___ SOURCE TEXT ___

The idea that Apple is behind on graphics is completely detached from reality. Metal and Apple Silicon are very well supported for 3D and AI work. The state of graphics on Mac is the best it has ever been.

M4 Max is as fast as a desktop 4070 in Blender and literally faster than all of AMD and Intel’s GPUs. M3 Ultra is 4080 SUPER level. A theoretical M4 Ultra would be 4090 level. No “professional” is crying about this.

There is also a lot of excitement for Apple hardware in the AI community. Metal is very well supported by software like llama.cpp. Apple has popular frameworks like MLX to make inference faster and more efficient on Apple Silicon (by taking advantage of unified memory). MLX also allows for distributed clusters, e.g. a set of Mac Studio’s communicating over a Thunderbolt ring network. Performance is great.

Oh it does. They ditched Nvidia GPU and therefore, they cant even use their GPU for their own server and super computer which heavily affected their AI development.
What is your point exactly? Apple doesn’t need to run everything in its own data centres, they can rent NVIDIA, AMD, Google Amazon etc. hardware for jobs like training. Just as they rely on Google, AWS etc. for cloud services. Apple doesn’t need to solve every problem in house.
 
And what is your definition of a professional user? It sounds as though you wouldn’t consider me a professional user despite the fact I make my living using my MacBook Pro, because 2D AutoCAD drawings don’t need an RTX5090.

I guess I am not either even though I also make a living with my MacBook Pro doing consulting work, analysis and programming. I also am apparently hallucinating since I run an LLM on my MBP.

Mac Pro isn’t a priority for Apple. Staying on Intel was never in the cards. The switch to Apple Silicon started in 2008 under Steve Jobs when Apple acquired PA Semi. 5 years later they introduced the iPhone 5S with a “desktop class” 64-bit processor and the writing was on the wall that eventually the Mac would switch over.

___

Return the stretch of the Apple Silicon discussion that begins at the words "Mac Pro isn’t" and stops after "would switch over.", copied word for word. The material that comes next has nothing to do with the Apple Silicon discussion.

___ DATA SUPPLIED ___

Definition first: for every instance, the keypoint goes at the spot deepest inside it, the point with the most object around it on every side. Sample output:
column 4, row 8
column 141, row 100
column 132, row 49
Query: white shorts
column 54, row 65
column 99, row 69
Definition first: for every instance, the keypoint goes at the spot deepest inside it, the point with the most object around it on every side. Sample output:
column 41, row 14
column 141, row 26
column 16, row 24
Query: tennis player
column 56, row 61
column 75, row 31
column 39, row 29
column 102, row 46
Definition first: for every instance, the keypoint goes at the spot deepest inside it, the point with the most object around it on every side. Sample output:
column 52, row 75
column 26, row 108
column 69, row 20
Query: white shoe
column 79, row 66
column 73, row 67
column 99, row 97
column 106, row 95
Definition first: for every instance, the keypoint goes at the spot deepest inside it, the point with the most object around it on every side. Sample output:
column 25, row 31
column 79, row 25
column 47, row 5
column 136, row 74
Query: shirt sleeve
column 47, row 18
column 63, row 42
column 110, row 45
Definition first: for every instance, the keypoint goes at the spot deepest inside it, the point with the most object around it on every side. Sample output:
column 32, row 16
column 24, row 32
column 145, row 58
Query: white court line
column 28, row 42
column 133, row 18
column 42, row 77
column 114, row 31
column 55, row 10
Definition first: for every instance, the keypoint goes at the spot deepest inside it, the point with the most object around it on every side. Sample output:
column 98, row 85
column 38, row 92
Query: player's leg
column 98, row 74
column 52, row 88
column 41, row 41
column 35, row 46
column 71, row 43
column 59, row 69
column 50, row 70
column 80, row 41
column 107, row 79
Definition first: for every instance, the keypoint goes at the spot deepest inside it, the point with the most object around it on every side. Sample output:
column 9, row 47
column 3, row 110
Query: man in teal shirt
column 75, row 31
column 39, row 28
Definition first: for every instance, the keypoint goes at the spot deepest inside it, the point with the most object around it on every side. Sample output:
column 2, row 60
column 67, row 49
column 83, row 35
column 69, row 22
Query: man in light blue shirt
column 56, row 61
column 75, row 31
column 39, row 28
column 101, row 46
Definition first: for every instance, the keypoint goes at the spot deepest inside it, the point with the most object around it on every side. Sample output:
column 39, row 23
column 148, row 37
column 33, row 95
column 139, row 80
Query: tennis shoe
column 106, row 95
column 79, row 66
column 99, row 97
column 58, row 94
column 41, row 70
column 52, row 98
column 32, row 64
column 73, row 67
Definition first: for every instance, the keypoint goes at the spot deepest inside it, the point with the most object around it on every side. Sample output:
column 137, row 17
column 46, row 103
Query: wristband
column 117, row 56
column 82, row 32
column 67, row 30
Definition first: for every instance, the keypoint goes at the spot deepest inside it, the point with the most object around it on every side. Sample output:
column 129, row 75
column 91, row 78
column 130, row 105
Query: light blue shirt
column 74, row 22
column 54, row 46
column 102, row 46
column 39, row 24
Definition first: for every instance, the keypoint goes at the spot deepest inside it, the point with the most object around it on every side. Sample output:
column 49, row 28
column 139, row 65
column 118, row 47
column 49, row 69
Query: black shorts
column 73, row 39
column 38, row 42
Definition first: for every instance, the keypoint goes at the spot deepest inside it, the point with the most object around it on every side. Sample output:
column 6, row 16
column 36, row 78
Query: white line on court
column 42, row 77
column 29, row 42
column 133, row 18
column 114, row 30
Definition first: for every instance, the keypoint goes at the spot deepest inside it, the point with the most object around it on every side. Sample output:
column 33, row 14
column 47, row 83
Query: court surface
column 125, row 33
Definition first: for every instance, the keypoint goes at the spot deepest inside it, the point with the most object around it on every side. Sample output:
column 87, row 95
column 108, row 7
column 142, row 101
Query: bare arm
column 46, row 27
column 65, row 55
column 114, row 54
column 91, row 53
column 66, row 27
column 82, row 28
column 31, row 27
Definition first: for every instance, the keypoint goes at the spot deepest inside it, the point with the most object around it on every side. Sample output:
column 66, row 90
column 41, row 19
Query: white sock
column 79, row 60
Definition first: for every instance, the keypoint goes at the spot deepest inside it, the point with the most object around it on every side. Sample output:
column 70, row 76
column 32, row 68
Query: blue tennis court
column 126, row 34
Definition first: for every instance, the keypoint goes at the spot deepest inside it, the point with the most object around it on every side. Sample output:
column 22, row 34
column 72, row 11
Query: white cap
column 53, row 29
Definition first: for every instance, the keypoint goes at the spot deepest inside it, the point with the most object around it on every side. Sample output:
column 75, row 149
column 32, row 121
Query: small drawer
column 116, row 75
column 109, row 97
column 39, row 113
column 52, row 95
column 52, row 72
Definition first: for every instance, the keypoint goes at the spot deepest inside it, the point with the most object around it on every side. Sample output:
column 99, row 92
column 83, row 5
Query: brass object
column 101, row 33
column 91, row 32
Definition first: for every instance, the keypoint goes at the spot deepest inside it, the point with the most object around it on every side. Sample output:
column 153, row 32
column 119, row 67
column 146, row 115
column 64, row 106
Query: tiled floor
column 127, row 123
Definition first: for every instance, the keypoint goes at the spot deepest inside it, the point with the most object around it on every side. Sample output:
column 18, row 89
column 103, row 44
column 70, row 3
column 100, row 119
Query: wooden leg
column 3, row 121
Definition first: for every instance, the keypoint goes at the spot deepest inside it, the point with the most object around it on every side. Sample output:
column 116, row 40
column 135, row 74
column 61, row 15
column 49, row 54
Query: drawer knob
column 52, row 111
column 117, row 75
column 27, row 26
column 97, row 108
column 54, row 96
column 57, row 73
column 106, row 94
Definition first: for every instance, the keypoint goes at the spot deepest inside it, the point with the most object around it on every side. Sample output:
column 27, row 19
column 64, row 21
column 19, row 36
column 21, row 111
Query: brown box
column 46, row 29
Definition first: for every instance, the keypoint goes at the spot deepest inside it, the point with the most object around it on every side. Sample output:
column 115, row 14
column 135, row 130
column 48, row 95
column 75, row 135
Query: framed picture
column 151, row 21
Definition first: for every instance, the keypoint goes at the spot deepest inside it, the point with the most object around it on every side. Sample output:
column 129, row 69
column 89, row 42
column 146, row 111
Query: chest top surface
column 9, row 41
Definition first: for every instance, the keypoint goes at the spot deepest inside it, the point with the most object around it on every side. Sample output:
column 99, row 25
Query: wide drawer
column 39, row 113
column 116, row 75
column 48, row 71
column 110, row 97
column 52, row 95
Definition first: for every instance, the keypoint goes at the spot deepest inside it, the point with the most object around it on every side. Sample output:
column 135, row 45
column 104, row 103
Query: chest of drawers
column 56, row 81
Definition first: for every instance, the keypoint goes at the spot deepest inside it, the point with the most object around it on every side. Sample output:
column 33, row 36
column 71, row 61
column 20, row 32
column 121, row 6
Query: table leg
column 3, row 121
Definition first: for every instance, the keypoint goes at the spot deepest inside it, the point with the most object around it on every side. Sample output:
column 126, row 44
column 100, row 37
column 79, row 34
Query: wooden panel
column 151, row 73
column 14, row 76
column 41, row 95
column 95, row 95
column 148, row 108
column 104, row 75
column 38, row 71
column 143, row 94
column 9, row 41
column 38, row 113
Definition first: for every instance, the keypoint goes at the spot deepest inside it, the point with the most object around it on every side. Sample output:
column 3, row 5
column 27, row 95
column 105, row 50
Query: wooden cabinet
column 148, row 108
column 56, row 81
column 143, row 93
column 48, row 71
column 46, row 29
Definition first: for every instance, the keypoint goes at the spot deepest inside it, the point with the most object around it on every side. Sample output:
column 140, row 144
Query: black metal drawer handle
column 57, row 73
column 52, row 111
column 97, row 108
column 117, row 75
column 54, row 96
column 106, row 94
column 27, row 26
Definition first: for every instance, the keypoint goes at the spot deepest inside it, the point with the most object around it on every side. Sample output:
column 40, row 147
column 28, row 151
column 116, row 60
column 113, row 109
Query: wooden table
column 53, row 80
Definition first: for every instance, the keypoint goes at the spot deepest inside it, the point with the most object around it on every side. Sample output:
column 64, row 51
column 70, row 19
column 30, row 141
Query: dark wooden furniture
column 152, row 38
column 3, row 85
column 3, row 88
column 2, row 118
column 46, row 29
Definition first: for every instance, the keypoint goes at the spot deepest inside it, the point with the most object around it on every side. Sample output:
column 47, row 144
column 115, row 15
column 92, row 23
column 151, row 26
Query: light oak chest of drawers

___

### [SOLUTION]
Mac Pro isn’t a priority for Apple. Staying on Intel was never in the cards. The switch to Apple Silicon started in 2008 under Steve Jobs when Apple acquired PA Semi. 5 years later they introduced the iPhone 5S with a “desktop class” 64-bit processor and the writing was on the wall that eventually the Mac would switch over.